Top of TEXT SHOWN

A Misstep By the World Health Organization (WHO)

Just what anti-vaccine advocates asked for

When it comes to vaccine advice, we live in a world where every word and every nuance is sure to be made to count. That means that public health agencies have to be especially cautious when they give what might at first glance seem to be common sense, even obvious advice.

         When we looked at the website of the World Health Organization (WHO) on July 5, 2021 here is what we read with regard to vaccinating children against COVID-19:

Vaccines are usually tested in adults first, and only later assessed in children when safety has been proven in adults, because children are still developing and growing. COVID-19 has also been a more serious and dangerous disease among older people. Now that the vaccines have been determined to be safe for adults, they are being studied in children.

WHO’s Strategic Advisory Group of Experts (SAGE) has concluded that the Pfizer/BionTech vaccine is suitable for use by people aged 12 years and above. Children aged between 12 and 15 who are at higher risk of severe COVID-19 may be offered this vaccine alongside other priority groups for vaccination. Vaccine trials for children are ongoing and WHO will update its recommendations when the evidence or epidemiological situation justifies a change in policy.

While the supply of vaccines is limited, the ongoing priority is to vaccinate those most at risk of serious illness who still have not been vaccinated in many parts of the world: older people, those with chronic health conditions, and health workers.

Most children are at low risk of serious disease and vaccinating them is primarily about reducing transmission, which can also be achieved through public health measures, including: physically distancing from others, cleaning hands frequently, sneezing and coughing into their elbow, wearing a mask if age appropriate and avoiding crowded, poorly ventilated spaces.

Now, several ideas here seem like common sense. Of course, we generally test new drugs out in adults before children. Obviously, if there is a short supply of a new drug, we want to give it to the people who need it the most first. But did the WHO anticipate that anti-vaccination advocates would take the advice given in these paragraphs and twist them around to make it seem as if children do not need to be vaccinated against COVID-19? That’s exactly what Critica infodemiologists saw people saying on social media, using the WHO guidance as justification for the misinformation.

The World Health Organization (WHO) guidance on vaccinating children and adolescents against COVID-19 can be easily misinterpreted (source: Shutterstock).

The WHO statement does make clear that the Pfizer/BioNTech mRNA vaccine was tested in children aged 12-15 and found to be both safe and effective. That guidance is much stronger on the website of the U.S. Centers for Disease Control and Prevention (CDC):

  CDC recommends everyone 12 years and older should get a COVID-19 vaccination to help protect against COVID-19. Widespread vaccination is a critical tool to help stop the pandemic. People who are fully vaccinated can resume activities that they did prior to the pandemic. Learn more about what you and your child or teen can do when you have been fully vaccinated. Children 12 years and older are able to get the Pfizer-BioNTech COVID-19 Vaccine.

CDC seems to be recommending that all children twelve years old and older get vaccinated, without exception. The CDC website does mention rare cases of myocarditis, an inflammation of the heart muscle, and pericarditis, an inflammation of the membrane around the heart, that have been linked to the mRNA vaccines (Pfizer/BioNTech and Moderna/NIH), in young adults, noting CDC still recommends the vaccine for all people 12 and over. Finding the association between myocarditis/pericarditis and the vaccines in young people shows us that the surveillance system is working for vaccine adverse events, because this is so uncommon it is like finding a needle in a haystack, and yet the rare adverse event was identified and investigated and now physicians know what to look for in a case of a teenager who exhibits any of the signs or symptoms of myocarditis or pericarditis. The great majority of people who get this recover uneventfully without significant amounts of treatment.

Bottom of TEXT SHOWN
Top of GIVEN ENTRIES

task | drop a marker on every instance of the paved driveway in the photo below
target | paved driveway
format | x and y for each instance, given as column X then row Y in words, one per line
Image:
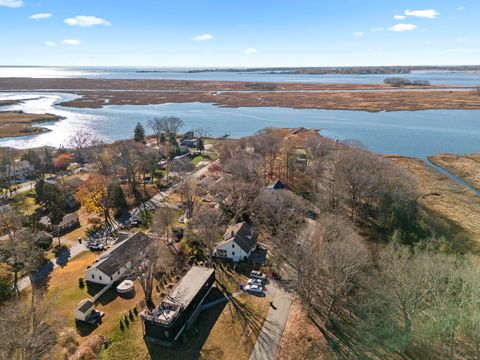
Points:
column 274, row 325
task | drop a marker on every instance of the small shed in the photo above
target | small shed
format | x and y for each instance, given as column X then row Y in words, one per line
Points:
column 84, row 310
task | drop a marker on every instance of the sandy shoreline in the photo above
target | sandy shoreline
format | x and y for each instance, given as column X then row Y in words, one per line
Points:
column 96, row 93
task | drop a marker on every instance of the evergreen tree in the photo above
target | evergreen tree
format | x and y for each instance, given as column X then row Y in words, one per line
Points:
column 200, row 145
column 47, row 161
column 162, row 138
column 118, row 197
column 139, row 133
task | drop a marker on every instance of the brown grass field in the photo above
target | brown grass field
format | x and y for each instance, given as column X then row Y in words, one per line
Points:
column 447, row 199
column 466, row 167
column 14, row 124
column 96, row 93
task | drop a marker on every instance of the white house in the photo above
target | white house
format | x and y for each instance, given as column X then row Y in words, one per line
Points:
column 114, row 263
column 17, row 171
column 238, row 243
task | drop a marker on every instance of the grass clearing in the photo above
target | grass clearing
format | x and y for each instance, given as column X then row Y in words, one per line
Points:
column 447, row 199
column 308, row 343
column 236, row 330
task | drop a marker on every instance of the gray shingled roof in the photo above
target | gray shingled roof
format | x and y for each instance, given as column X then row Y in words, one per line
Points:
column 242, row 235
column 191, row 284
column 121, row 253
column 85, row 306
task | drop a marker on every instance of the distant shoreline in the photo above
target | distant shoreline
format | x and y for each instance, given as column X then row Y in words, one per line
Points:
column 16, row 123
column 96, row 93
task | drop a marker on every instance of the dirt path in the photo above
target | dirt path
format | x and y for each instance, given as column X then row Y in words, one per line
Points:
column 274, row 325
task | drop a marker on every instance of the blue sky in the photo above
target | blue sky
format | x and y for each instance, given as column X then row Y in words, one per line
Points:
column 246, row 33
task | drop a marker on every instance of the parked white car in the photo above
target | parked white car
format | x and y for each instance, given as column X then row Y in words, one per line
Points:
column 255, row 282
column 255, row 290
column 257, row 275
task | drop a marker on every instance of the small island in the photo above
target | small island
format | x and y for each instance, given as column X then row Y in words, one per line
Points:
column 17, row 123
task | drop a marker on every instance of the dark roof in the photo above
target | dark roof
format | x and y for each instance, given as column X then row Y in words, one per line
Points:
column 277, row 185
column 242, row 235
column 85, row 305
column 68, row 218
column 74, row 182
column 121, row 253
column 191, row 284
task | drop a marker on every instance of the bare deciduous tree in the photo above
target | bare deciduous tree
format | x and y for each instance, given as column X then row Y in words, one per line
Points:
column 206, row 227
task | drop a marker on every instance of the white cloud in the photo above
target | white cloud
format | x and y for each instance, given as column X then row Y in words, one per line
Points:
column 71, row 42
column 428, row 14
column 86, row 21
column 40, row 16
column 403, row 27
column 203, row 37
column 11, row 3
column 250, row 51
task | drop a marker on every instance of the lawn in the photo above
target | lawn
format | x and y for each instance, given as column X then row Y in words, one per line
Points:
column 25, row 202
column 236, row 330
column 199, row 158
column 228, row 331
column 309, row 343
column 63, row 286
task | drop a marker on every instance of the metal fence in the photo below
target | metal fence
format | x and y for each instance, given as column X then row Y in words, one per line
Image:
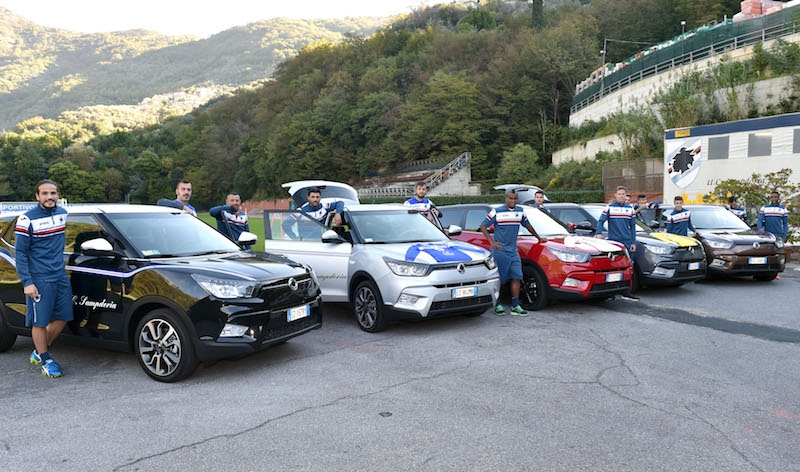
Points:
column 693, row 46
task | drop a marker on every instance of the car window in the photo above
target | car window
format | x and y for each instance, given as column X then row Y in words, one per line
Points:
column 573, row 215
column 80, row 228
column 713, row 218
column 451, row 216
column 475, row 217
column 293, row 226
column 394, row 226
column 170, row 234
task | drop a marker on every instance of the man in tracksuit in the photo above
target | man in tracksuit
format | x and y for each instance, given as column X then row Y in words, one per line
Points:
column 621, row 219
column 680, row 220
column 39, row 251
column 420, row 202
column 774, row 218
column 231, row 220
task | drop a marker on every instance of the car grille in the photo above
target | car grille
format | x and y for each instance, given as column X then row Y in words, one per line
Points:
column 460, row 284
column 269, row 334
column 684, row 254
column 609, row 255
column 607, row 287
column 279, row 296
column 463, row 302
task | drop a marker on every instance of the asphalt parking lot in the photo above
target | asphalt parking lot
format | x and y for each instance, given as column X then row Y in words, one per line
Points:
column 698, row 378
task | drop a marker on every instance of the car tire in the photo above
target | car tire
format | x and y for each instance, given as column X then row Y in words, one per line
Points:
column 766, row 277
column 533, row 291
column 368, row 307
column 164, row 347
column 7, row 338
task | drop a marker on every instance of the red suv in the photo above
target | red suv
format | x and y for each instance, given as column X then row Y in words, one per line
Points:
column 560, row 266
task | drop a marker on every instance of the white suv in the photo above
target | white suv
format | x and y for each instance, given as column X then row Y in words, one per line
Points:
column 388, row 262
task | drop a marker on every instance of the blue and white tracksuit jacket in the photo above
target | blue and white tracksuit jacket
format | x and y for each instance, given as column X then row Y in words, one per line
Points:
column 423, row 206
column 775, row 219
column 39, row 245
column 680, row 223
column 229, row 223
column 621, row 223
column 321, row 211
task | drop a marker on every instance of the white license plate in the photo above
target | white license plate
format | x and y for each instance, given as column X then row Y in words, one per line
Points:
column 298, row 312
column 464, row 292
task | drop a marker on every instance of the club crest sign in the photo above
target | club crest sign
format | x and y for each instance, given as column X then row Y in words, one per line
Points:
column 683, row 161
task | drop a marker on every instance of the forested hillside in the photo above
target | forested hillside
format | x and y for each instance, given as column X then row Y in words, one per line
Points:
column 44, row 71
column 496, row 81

Bottom of GIVEN ENTRIES
Top of GIVEN ENTRIES

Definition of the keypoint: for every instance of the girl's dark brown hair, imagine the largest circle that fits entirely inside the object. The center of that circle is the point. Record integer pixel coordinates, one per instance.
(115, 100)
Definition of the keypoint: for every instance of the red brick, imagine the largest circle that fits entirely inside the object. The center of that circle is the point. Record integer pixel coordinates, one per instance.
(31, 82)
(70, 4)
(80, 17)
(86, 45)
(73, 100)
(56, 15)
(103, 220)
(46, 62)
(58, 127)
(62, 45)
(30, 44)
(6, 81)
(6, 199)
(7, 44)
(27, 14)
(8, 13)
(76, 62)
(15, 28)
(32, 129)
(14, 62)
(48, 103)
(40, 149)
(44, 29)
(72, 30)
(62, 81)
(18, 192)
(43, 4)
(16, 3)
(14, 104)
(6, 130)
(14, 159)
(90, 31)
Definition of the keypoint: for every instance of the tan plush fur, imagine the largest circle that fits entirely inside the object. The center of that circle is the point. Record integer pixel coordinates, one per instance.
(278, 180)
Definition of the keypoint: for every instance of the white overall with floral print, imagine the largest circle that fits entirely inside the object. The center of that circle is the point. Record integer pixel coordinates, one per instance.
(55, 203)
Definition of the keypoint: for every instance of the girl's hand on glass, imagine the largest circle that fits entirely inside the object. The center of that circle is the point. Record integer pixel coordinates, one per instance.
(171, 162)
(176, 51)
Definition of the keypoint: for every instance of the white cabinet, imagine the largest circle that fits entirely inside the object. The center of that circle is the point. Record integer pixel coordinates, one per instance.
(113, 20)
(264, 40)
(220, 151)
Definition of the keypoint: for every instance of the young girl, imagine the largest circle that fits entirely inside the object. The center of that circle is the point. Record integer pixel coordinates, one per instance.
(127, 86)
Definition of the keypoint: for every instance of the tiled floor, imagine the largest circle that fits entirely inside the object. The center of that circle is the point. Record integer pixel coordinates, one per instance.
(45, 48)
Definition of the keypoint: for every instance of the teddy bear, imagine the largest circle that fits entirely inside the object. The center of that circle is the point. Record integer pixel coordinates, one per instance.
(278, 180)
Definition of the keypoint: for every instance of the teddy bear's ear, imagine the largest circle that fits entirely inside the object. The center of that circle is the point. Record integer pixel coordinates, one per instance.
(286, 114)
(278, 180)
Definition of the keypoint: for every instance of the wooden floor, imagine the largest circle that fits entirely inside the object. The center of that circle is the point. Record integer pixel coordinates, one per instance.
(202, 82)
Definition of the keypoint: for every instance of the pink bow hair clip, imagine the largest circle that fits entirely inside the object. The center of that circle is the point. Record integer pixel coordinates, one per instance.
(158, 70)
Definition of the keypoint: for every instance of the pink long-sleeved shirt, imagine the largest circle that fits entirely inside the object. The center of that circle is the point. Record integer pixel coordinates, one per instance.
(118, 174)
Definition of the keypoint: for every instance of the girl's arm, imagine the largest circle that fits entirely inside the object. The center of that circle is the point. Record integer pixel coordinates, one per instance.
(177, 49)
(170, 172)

Bottom of GIVEN ENTRIES

- **WHAT THIS TASK INVOLVES**
In the article on the WHO's guidance for vaccinating children, why does the author say that finding the link between the mRNA vaccines and myocarditis or pericarditis in young people shows the surveillance system is working? Answer in one to three sentences.

- **ANSWER**
The adverse event is so uncommon that finding it is like finding a needle in a haystack, yet it was still identified and investigated. As a result, physicians now know what to look for when a teenager shows signs or symptoms of myocarditis or pericarditis.